■ **Required work**: Set down all of the entries below word for word, with the pictures left out.
--- Data section Enclosed Below ---
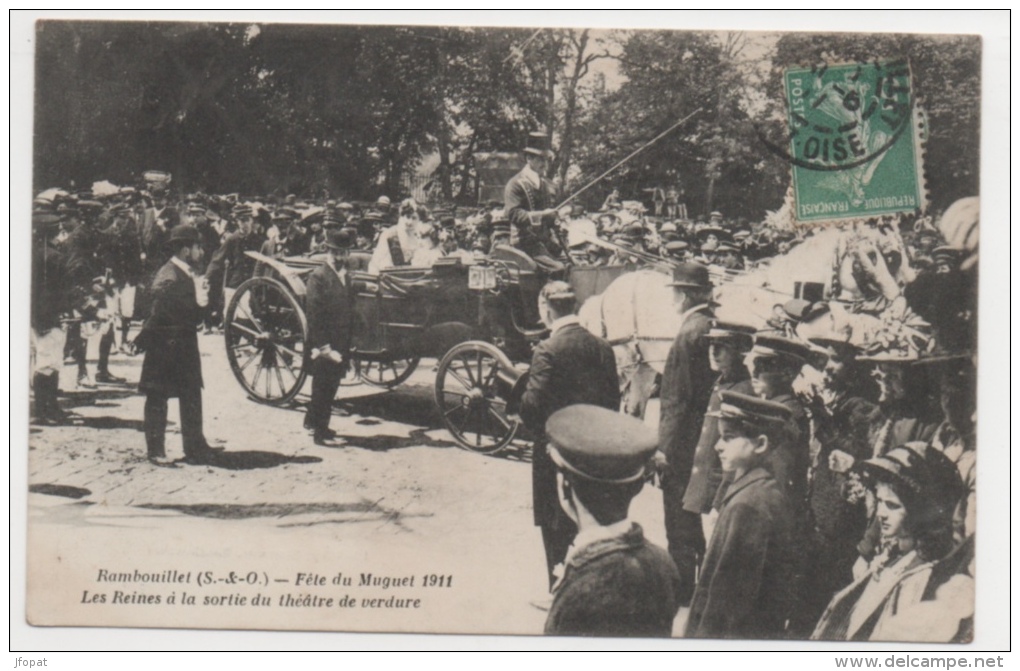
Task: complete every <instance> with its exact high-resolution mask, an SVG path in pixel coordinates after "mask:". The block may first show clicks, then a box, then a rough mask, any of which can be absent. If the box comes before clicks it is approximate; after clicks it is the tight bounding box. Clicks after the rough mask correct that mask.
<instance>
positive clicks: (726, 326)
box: [705, 320, 757, 350]
mask: <svg viewBox="0 0 1020 671" xmlns="http://www.w3.org/2000/svg"><path fill="white" fill-rule="evenodd" d="M756 330H757V329H756V328H755V327H754V326H749V325H747V324H737V323H734V322H732V321H719V320H716V321H714V322H712V326H711V327H710V328H709V330H708V332H707V333H706V334H705V337H706V338H708V339H709V340H714V341H727V342H731V343H734V344H735V345H736V346H737V347H738V348H739V349H742V350H750V349H751V347H752V345H753V344H754V334H755V331H756Z"/></svg>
--- End of Enclosed Data section ---
■ **Task solution**:
Task: complete every <instance> with its exact high-resolution mask, an SVG path in pixel coordinates after "mask:". The block may first show clicks, then a box, then a rough mask, any of which can be absent. If the box comes before clicks it is approximate; after clicks it is the tight bounding box. Clicks after the rough mask correct that mask.
<instance>
positive clicks: (726, 326)
box: [705, 320, 757, 350]
mask: <svg viewBox="0 0 1020 671" xmlns="http://www.w3.org/2000/svg"><path fill="white" fill-rule="evenodd" d="M756 330H757V329H756V328H755V327H754V326H749V325H747V324H737V323H734V322H732V321H719V320H716V321H714V322H712V326H711V327H710V328H709V330H708V332H707V333H706V334H705V337H706V338H708V339H709V340H714V341H727V342H731V343H734V344H735V345H736V346H737V347H738V348H739V349H742V350H750V349H751V347H752V345H753V344H754V334H755V331H756Z"/></svg>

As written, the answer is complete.